Exercise prompt: Output every line of the listing below verbatim, leaving out the pictures.

Dataset extract:

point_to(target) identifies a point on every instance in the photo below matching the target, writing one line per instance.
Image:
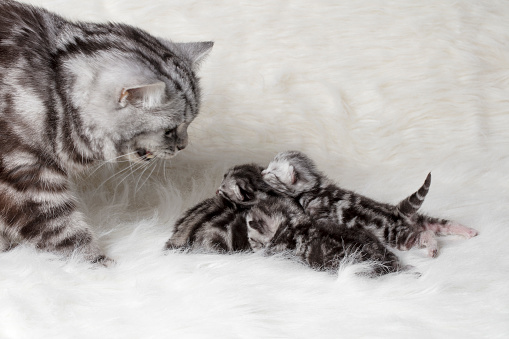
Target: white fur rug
(378, 93)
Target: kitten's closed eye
(256, 225)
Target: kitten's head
(262, 223)
(137, 98)
(291, 173)
(244, 185)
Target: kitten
(74, 94)
(279, 224)
(218, 224)
(294, 174)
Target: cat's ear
(144, 95)
(196, 51)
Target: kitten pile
(292, 207)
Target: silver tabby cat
(279, 224)
(218, 224)
(294, 174)
(73, 94)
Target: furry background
(378, 94)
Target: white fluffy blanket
(379, 93)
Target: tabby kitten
(74, 94)
(294, 174)
(218, 224)
(279, 224)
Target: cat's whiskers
(148, 176)
(115, 174)
(103, 163)
(131, 172)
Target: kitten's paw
(427, 240)
(104, 261)
(453, 228)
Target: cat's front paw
(428, 240)
(453, 228)
(104, 261)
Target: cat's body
(294, 174)
(218, 224)
(73, 95)
(214, 225)
(279, 224)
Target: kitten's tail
(408, 207)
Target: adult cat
(73, 94)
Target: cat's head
(262, 223)
(291, 173)
(137, 101)
(244, 185)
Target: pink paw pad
(454, 228)
(427, 240)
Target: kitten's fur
(279, 224)
(218, 224)
(73, 95)
(294, 174)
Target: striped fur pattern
(74, 94)
(294, 174)
(218, 224)
(214, 225)
(279, 224)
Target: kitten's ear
(238, 193)
(293, 174)
(196, 51)
(145, 95)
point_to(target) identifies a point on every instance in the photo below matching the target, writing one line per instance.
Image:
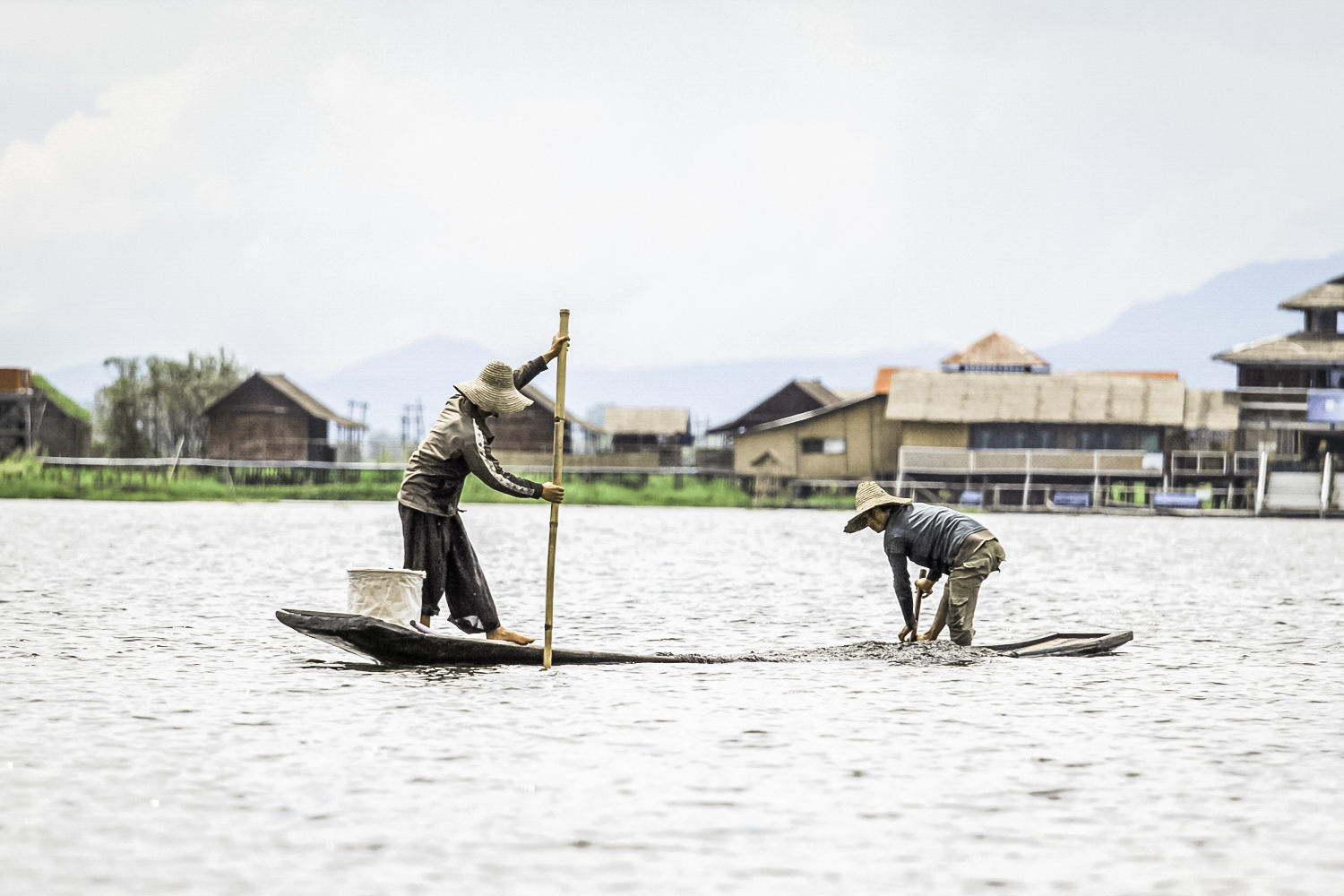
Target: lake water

The reply:
point_to(target) identifies a point on every instance in the photo below matching the target, writing one line per instance.
Image:
Target: white fur rug
(378, 93)
Target: kitten's closed eye
(256, 225)
Target: kitten's head
(262, 223)
(137, 98)
(291, 173)
(244, 185)
Target: kitten
(74, 94)
(279, 224)
(218, 224)
(294, 174)
Target: cat's ear
(144, 95)
(196, 51)
Target: kitten pile
(292, 207)
Target: silver tabby cat
(279, 224)
(218, 224)
(294, 174)
(73, 94)
Target: furry background
(378, 94)
Target: white fluffy blanket
(379, 93)
Target: tabby kitten
(74, 94)
(294, 174)
(218, 224)
(279, 224)
Target: cat's whiskers
(148, 176)
(115, 174)
(103, 163)
(131, 172)
Target: kitten's paw
(427, 240)
(104, 261)
(453, 228)
Target: cat's front paw
(428, 240)
(453, 228)
(104, 261)
Target: cat's body
(294, 174)
(218, 224)
(73, 95)
(214, 225)
(279, 224)
Target: kitten's tail
(408, 207)
Target: adult cat
(73, 94)
Target: cat's head
(262, 223)
(291, 173)
(137, 101)
(244, 185)
Target: pink paw pad
(454, 228)
(427, 240)
Target: kitten's fur
(279, 224)
(218, 224)
(73, 95)
(294, 174)
Target: striped fur pattern
(74, 94)
(294, 174)
(218, 224)
(214, 225)
(279, 224)
Target: kitten's ear
(238, 193)
(293, 174)
(196, 51)
(145, 95)
point_to(target) identifies a point on every instance in the photo below matching the target, writing one line per instance.
Image:
Target: lake water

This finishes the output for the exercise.